— Begin RECORDS SUPPLIED —
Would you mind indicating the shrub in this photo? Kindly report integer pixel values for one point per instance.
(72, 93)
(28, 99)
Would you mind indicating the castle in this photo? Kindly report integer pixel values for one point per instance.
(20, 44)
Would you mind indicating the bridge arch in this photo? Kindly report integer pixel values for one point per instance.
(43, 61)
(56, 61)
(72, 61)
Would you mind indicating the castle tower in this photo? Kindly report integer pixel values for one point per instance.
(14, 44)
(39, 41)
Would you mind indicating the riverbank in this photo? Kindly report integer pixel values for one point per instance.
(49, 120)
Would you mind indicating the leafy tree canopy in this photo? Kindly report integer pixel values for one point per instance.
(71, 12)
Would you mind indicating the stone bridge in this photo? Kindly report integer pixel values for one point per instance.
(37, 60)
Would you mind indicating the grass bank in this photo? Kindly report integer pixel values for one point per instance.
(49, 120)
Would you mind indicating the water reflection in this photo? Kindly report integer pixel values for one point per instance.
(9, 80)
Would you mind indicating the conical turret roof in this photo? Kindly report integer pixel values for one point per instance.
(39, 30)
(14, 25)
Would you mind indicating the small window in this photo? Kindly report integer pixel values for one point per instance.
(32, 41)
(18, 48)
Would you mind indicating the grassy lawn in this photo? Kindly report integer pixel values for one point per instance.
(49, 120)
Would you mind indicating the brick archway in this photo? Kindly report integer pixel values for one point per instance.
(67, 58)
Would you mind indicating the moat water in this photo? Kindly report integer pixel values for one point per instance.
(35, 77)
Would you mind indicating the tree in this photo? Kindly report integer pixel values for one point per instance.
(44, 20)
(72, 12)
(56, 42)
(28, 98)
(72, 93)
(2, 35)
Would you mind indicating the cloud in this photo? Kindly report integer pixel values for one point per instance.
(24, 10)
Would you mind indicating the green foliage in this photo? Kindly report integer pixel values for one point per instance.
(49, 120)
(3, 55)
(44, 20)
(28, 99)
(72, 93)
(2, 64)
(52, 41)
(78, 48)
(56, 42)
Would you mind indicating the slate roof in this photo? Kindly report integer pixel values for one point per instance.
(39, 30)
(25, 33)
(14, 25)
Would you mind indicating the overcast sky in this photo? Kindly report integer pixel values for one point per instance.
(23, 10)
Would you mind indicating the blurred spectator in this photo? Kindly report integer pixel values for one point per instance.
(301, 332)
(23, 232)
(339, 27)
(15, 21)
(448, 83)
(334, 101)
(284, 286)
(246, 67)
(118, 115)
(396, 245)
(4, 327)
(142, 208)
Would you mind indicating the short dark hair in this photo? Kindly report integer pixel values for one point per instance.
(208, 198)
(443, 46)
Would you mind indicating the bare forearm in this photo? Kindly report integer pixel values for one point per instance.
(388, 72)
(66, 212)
— End RECORDS SUPPLIED —
> [SET PROBLEM] Copy out the lines above exactly as they appear, from the line that contains "Would you mind indicating the overcast" through the end of the records, both ends included.

> [RESULT FOR THIS EXERCISE]
Would you mind indicating the overcast sky in this photo? Kindly report integer pixel values for one point per instance.
(23, 10)
Would you mind indicating the blurred spectator in this photo? Kindly report integer pixel values for one point per instance.
(301, 332)
(23, 232)
(339, 27)
(15, 21)
(448, 83)
(334, 101)
(284, 286)
(246, 67)
(118, 115)
(396, 245)
(4, 327)
(142, 208)
Would you mind indicating the short dark hair in this photo? Kindly report integer pixel values for one point per instance.
(208, 198)
(443, 46)
Would you mind indicating the bare forearm in this photo? Kindly report integer pixel values for one point per instance.
(388, 72)
(66, 212)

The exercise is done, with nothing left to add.